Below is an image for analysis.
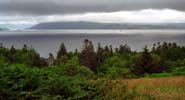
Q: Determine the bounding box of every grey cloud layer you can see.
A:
[0,0,185,16]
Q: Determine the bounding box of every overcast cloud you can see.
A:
[0,0,185,24]
[0,0,185,15]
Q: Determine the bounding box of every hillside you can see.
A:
[31,22,185,29]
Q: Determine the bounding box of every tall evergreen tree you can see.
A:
[80,39,97,71]
[57,43,67,59]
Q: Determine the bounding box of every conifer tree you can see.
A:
[80,39,97,71]
[57,43,67,59]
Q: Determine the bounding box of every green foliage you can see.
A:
[0,64,98,100]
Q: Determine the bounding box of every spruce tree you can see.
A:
[57,43,67,59]
[80,39,97,71]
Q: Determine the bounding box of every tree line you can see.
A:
[0,39,185,78]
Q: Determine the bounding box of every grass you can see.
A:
[96,76,185,100]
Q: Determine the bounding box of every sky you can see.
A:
[0,0,185,28]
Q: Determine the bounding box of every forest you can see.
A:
[0,39,185,100]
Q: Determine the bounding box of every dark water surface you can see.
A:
[0,30,185,57]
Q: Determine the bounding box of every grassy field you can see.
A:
[97,76,185,100]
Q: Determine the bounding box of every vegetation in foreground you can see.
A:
[0,39,185,100]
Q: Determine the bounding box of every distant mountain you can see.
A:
[0,23,35,30]
[0,28,8,31]
[31,22,185,29]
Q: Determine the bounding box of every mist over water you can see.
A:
[0,30,185,57]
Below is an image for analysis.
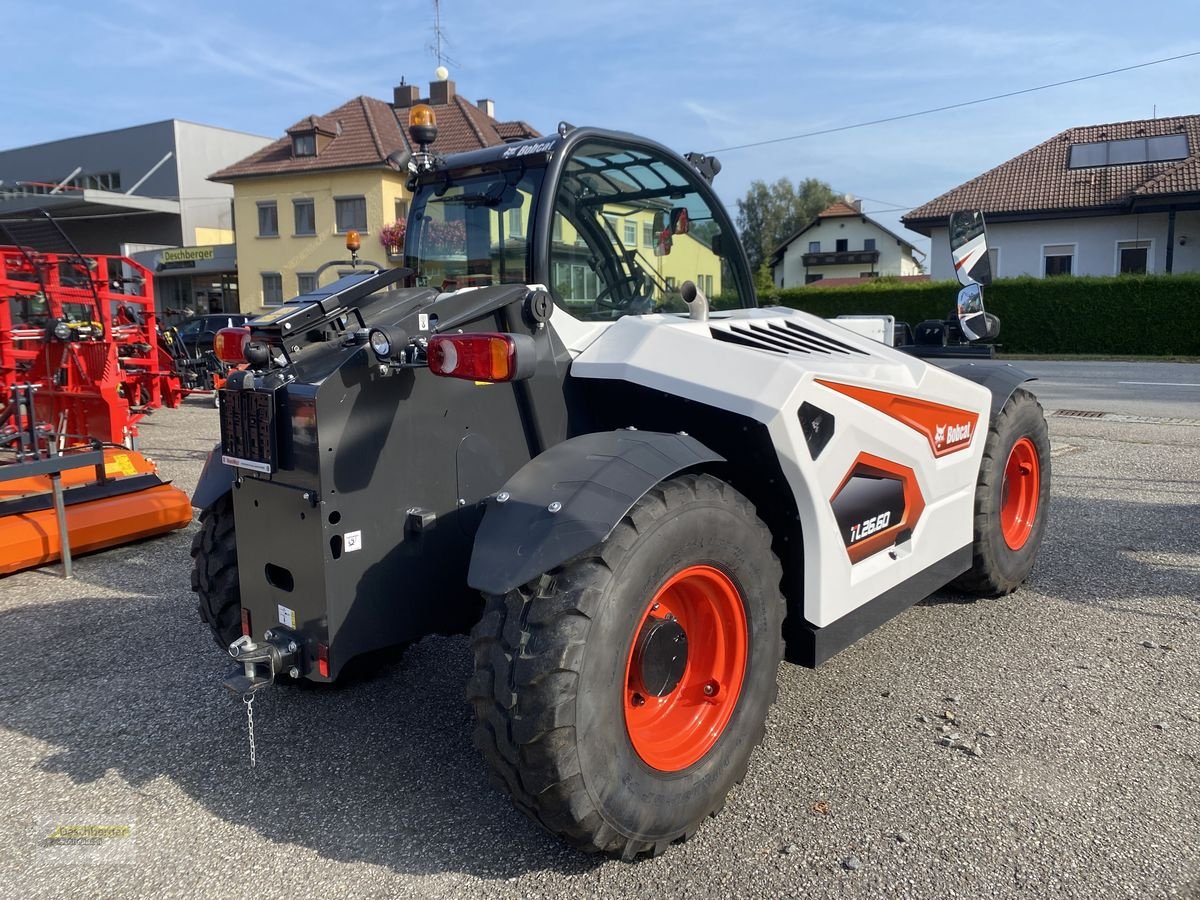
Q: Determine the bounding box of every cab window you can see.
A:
[404,168,541,290]
[550,142,749,320]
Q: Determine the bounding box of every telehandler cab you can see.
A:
[192,107,1050,859]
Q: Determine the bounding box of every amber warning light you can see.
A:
[408,103,438,152]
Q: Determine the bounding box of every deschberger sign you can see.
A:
[161,247,215,264]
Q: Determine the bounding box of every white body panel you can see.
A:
[551,307,991,626]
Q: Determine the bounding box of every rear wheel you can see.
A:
[192,493,241,650]
[468,475,784,859]
[952,389,1050,596]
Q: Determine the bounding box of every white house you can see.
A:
[769,197,922,288]
[902,115,1200,278]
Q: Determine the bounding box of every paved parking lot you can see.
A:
[0,364,1200,898]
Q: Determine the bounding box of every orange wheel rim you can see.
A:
[1000,438,1042,550]
[624,565,748,772]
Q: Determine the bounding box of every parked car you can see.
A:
[179,312,250,356]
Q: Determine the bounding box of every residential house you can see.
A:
[902,115,1200,278]
[0,119,270,313]
[211,80,539,313]
[769,197,924,288]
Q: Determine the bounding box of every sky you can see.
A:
[0,0,1200,264]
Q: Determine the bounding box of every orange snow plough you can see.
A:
[0,218,192,576]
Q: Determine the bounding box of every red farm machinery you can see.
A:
[0,214,194,575]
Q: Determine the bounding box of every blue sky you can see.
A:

++++++

- Exercise goal
Update the records above by changing every "Determine" to "Locate" and keeping everything else the same. Leave the pictures out of your answer.

- Worked solution
Below is an image for analysis.
Q: Locate the bounding box of every grey cloud layer you can see.
A:
[0,0,185,16]
Q: Locate the bounding box of every overcast cloud you can see.
A:
[0,0,185,24]
[0,0,185,15]
Q: Locate the bounding box of every hillside you can see.
A:
[31,22,185,29]
Q: Locate the bounding box of every tall evergreen tree you can see.
A:
[80,39,97,71]
[57,43,67,59]
Q: Locate the bounding box of every conifer tree you can see.
A:
[80,39,97,71]
[57,43,67,59]
Q: Locate the bounding box of every green foliage you can see.
A:
[0,64,98,100]
Q: Locate the bounding box of every spruce tree you can see.
A:
[57,43,67,59]
[80,39,97,71]
Q: Locate the bounding box of every tree line you can see.
A:
[0,39,185,78]
Q: Locate the bounding box of every grass you can see.
A:
[96,76,185,100]
Q: Locate the bounding box of every sky you can see.
A:
[0,0,185,28]
Q: Locate the bounding box of every forest you can see.
A:
[0,39,185,100]
Q: Locate the bounding box of every dark water surface you can see.
A:
[0,30,185,57]
Q: Locate the bounding box of every grassy field you can see.
A:
[97,76,185,100]
Q: Locate the bounding box of every vegetation in foreground you can see.
A:
[0,39,185,100]
Q: Locate the bounding box of every distant mountain you can see.
A:
[0,23,35,30]
[0,28,8,31]
[31,22,185,29]
Q: Locate the bounding box of every mist over water you can see.
A:
[0,30,185,57]
Below is an image for analysis.
Q: Locate the bounding box of every cab window you can see.
A:
[404,168,541,290]
[550,142,749,320]
Q: Locate the bounding box of every telehandler cab you can see.
A:
[192,107,1050,859]
Q: Locate the bounding box of every amber warning light you can see.
A:
[408,103,438,152]
Q: Locate the bounding box of every deschberger sign you can see.
A:
[161,247,215,264]
Q: Locate the bounding box of every white body panel you can see.
A:
[551,307,991,626]
Q: Locate the bounding box of every rear wheel you can see.
A:
[192,493,241,650]
[468,475,784,859]
[952,389,1050,596]
Q: Locate the bounding box of every white house you can see.
A:
[769,197,922,288]
[902,115,1200,278]
Q: Locate the bounding box of every paved parking lot you can see.
A:
[0,364,1200,898]
Q: Locate the bounding box of every orange wheel rim you can see.
A:
[1000,438,1042,550]
[624,565,748,772]
Q: Locate the bounding box of every parked car you can see.
A:
[179,312,250,356]
Q: Locate the bounding box of every residential house you can see.
A:
[902,115,1200,278]
[0,119,270,313]
[211,80,539,313]
[769,197,924,288]
Q: Locate the bounding box of every sky you can see.
A:
[0,0,1200,264]
Q: Locate the bounding box of every orange snow plough you can see.
A:
[0,218,192,576]
Q: Locate the bounding box of every red farm machinery you can see.
A:
[0,214,194,575]
Q: Locate the bounding box of every blue sky you can see.
A:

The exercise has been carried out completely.